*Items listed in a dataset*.
┌────────
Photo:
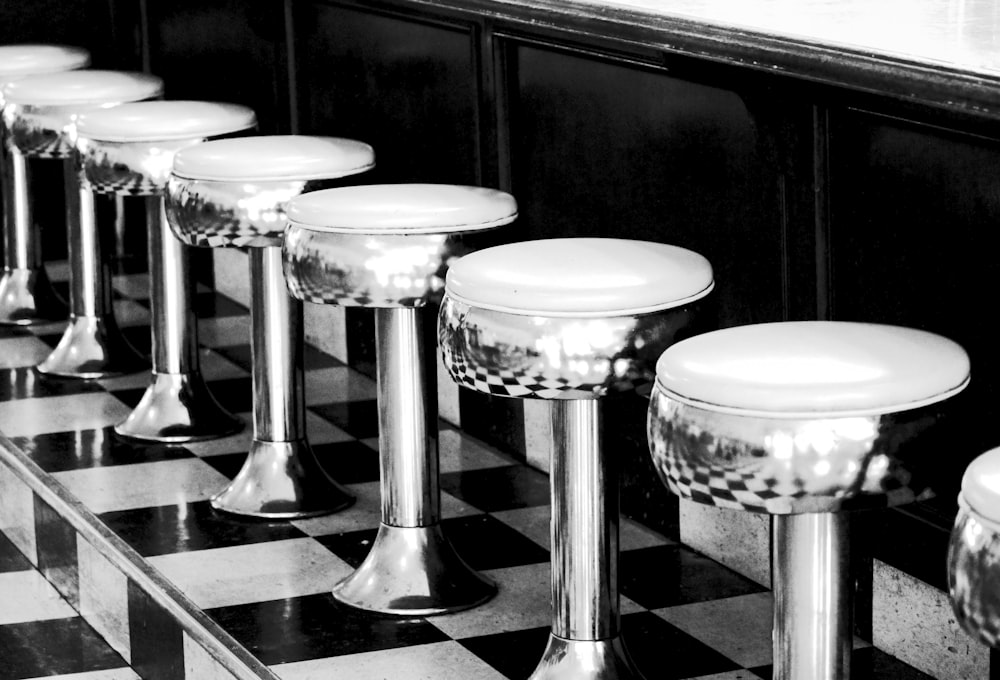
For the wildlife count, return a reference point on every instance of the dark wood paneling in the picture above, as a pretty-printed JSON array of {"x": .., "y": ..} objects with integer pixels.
[
  {"x": 407, "y": 87},
  {"x": 223, "y": 50}
]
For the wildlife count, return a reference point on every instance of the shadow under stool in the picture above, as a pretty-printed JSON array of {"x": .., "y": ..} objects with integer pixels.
[{"x": 803, "y": 421}]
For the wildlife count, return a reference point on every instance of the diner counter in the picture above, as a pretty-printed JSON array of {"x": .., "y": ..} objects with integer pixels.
[{"x": 944, "y": 53}]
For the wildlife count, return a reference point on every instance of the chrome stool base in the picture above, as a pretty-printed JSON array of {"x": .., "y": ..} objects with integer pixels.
[
  {"x": 282, "y": 480},
  {"x": 27, "y": 298},
  {"x": 176, "y": 408},
  {"x": 92, "y": 347},
  {"x": 435, "y": 579},
  {"x": 585, "y": 660}
]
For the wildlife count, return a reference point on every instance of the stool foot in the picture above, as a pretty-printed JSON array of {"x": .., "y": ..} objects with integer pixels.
[
  {"x": 585, "y": 660},
  {"x": 176, "y": 408},
  {"x": 27, "y": 298},
  {"x": 282, "y": 480},
  {"x": 90, "y": 347},
  {"x": 435, "y": 579}
]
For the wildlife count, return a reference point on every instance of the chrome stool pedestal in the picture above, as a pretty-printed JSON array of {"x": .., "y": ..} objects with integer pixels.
[
  {"x": 129, "y": 150},
  {"x": 386, "y": 247},
  {"x": 803, "y": 421},
  {"x": 570, "y": 320},
  {"x": 231, "y": 193},
  {"x": 40, "y": 113},
  {"x": 26, "y": 295},
  {"x": 974, "y": 551}
]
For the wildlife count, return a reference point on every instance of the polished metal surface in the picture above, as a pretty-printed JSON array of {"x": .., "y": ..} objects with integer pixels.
[
  {"x": 974, "y": 574},
  {"x": 366, "y": 269},
  {"x": 240, "y": 214},
  {"x": 812, "y": 632},
  {"x": 177, "y": 406},
  {"x": 584, "y": 527},
  {"x": 26, "y": 295},
  {"x": 92, "y": 345},
  {"x": 281, "y": 477},
  {"x": 413, "y": 571},
  {"x": 411, "y": 568},
  {"x": 555, "y": 357},
  {"x": 785, "y": 465},
  {"x": 586, "y": 660}
]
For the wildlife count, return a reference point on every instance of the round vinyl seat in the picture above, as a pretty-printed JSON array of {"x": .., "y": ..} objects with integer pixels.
[
  {"x": 797, "y": 416},
  {"x": 40, "y": 110},
  {"x": 232, "y": 192},
  {"x": 384, "y": 245},
  {"x": 129, "y": 149},
  {"x": 974, "y": 551},
  {"x": 567, "y": 318}
]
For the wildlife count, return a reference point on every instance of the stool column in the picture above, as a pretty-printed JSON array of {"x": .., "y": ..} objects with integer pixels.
[
  {"x": 26, "y": 296},
  {"x": 436, "y": 580},
  {"x": 812, "y": 596},
  {"x": 177, "y": 406},
  {"x": 281, "y": 477},
  {"x": 585, "y": 641},
  {"x": 92, "y": 345}
]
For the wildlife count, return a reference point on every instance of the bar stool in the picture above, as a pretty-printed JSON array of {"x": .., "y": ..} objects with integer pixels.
[
  {"x": 570, "y": 320},
  {"x": 40, "y": 112},
  {"x": 26, "y": 295},
  {"x": 803, "y": 421},
  {"x": 974, "y": 551},
  {"x": 129, "y": 150},
  {"x": 387, "y": 247},
  {"x": 232, "y": 193}
]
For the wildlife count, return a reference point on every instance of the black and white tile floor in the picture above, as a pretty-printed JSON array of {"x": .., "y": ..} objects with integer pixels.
[{"x": 266, "y": 583}]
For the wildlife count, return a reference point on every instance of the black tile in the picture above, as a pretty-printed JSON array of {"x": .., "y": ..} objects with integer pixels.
[
  {"x": 53, "y": 647},
  {"x": 27, "y": 383},
  {"x": 515, "y": 653},
  {"x": 210, "y": 304},
  {"x": 191, "y": 526},
  {"x": 357, "y": 418},
  {"x": 155, "y": 638},
  {"x": 60, "y": 451},
  {"x": 664, "y": 576},
  {"x": 11, "y": 559},
  {"x": 869, "y": 663},
  {"x": 316, "y": 626},
  {"x": 500, "y": 488},
  {"x": 646, "y": 637},
  {"x": 485, "y": 542},
  {"x": 55, "y": 541}
]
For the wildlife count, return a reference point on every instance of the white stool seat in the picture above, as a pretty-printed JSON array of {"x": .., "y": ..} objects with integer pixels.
[
  {"x": 403, "y": 209},
  {"x": 274, "y": 158},
  {"x": 17, "y": 61},
  {"x": 82, "y": 88},
  {"x": 165, "y": 121},
  {"x": 813, "y": 369},
  {"x": 580, "y": 277}
]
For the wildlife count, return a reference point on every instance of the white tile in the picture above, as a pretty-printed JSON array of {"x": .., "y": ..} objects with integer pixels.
[
  {"x": 26, "y": 417},
  {"x": 27, "y": 596},
  {"x": 366, "y": 512},
  {"x": 104, "y": 598},
  {"x": 337, "y": 384},
  {"x": 200, "y": 665},
  {"x": 224, "y": 331},
  {"x": 144, "y": 485},
  {"x": 438, "y": 661},
  {"x": 23, "y": 351},
  {"x": 738, "y": 627},
  {"x": 458, "y": 452},
  {"x": 914, "y": 622},
  {"x": 257, "y": 572},
  {"x": 17, "y": 513}
]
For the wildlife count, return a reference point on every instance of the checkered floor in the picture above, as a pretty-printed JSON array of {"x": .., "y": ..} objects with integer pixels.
[{"x": 267, "y": 583}]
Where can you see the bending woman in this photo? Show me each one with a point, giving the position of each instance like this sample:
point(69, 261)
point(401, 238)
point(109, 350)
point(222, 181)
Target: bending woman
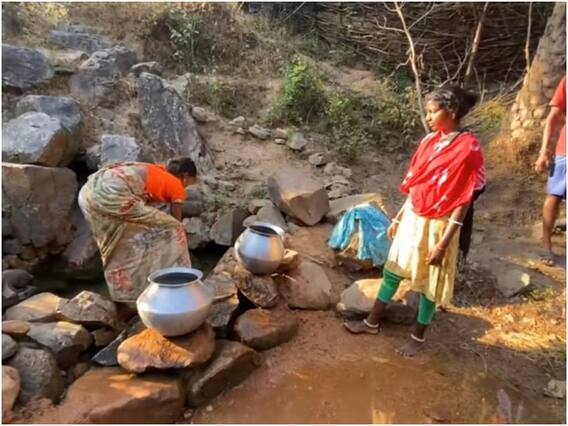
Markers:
point(134, 238)
point(440, 184)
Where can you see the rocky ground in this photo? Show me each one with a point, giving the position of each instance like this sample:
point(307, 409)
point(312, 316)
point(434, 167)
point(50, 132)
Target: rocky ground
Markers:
point(273, 349)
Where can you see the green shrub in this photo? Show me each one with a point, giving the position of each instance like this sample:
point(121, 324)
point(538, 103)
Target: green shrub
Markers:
point(303, 97)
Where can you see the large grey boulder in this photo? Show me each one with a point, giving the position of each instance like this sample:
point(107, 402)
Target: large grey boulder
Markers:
point(65, 340)
point(61, 107)
point(118, 148)
point(81, 257)
point(40, 376)
point(37, 138)
point(298, 195)
point(168, 124)
point(79, 38)
point(94, 82)
point(24, 68)
point(37, 202)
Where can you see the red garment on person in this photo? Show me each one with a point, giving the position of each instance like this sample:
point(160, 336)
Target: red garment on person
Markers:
point(442, 173)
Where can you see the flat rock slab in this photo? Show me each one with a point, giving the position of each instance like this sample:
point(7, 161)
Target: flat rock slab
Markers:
point(15, 328)
point(42, 197)
point(259, 289)
point(231, 364)
point(24, 68)
point(9, 347)
point(11, 384)
point(89, 309)
point(112, 396)
point(40, 376)
point(65, 340)
point(150, 350)
point(41, 308)
point(37, 138)
point(222, 315)
point(261, 329)
point(298, 195)
point(307, 287)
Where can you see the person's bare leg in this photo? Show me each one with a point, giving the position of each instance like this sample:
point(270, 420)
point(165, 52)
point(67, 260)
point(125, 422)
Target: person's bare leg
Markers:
point(370, 324)
point(414, 342)
point(549, 215)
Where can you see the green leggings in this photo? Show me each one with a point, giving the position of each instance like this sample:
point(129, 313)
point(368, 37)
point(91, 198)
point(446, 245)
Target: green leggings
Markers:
point(426, 308)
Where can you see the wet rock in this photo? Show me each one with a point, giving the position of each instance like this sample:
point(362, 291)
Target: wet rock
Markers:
point(298, 195)
point(261, 329)
point(15, 328)
point(513, 282)
point(37, 201)
point(61, 107)
point(297, 142)
point(78, 37)
point(103, 336)
point(151, 67)
point(280, 134)
point(37, 138)
point(9, 347)
point(259, 132)
point(168, 124)
point(108, 356)
point(255, 205)
point(39, 308)
point(556, 389)
point(231, 364)
point(307, 287)
point(259, 289)
point(290, 261)
point(65, 61)
point(197, 232)
point(222, 286)
point(179, 85)
point(88, 309)
point(24, 68)
point(359, 297)
point(150, 350)
point(222, 315)
point(317, 159)
point(11, 384)
point(40, 376)
point(338, 207)
point(82, 257)
point(270, 214)
point(228, 227)
point(111, 396)
point(335, 169)
point(118, 148)
point(65, 340)
point(95, 81)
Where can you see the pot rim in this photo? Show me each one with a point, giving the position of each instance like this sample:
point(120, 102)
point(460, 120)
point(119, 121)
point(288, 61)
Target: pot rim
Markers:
point(279, 231)
point(182, 269)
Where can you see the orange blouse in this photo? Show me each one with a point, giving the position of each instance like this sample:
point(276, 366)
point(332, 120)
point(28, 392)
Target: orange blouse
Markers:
point(162, 185)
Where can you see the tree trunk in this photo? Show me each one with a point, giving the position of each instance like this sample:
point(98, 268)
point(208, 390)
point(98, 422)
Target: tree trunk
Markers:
point(529, 111)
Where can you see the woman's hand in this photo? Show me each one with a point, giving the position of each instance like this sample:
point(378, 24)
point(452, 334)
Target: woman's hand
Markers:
point(391, 231)
point(436, 256)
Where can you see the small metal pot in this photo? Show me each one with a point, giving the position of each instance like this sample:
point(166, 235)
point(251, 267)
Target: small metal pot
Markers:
point(177, 307)
point(260, 248)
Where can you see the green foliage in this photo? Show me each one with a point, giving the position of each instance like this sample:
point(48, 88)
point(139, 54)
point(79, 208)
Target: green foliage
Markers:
point(303, 97)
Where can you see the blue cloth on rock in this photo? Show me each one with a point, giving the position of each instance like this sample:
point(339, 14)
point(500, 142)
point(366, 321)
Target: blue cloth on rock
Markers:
point(372, 225)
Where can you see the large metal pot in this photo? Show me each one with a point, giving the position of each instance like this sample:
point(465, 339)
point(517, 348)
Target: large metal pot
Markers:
point(260, 248)
point(175, 302)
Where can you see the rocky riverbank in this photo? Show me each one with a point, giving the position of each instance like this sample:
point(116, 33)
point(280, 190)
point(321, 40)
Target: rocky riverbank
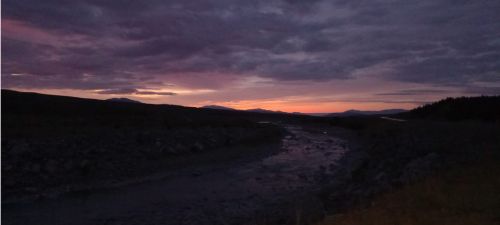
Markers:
point(390, 155)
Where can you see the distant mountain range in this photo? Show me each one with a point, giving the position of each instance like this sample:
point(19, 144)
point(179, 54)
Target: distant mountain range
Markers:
point(341, 114)
point(258, 110)
point(218, 107)
point(123, 100)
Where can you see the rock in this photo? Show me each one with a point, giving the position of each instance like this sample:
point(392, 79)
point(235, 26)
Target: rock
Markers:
point(19, 147)
point(35, 168)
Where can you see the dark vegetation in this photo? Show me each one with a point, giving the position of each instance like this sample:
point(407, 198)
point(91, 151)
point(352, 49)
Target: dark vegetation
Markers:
point(50, 143)
point(439, 167)
point(462, 108)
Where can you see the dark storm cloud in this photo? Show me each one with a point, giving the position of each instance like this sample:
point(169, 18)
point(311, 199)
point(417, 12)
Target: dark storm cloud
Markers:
point(91, 44)
point(415, 92)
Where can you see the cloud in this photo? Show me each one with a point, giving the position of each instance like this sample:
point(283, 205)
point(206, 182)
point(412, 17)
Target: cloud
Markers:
point(130, 91)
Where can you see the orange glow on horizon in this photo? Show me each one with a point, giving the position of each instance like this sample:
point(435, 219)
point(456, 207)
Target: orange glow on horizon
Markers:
point(276, 104)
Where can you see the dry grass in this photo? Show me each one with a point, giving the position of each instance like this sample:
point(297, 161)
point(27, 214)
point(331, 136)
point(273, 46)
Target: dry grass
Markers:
point(468, 195)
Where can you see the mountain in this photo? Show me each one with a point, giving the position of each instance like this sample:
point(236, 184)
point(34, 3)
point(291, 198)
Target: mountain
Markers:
└────────
*WHAT TO DO*. Among the lines of the data, identify those with the word "horizon". Copy each of them.

*OUTPUT FOR THIS TASK*.
Where can you see the orange glow on horizon in this photo? Show me each one with a point, giving the position of each instance like this sample:
Target: orange glow on horizon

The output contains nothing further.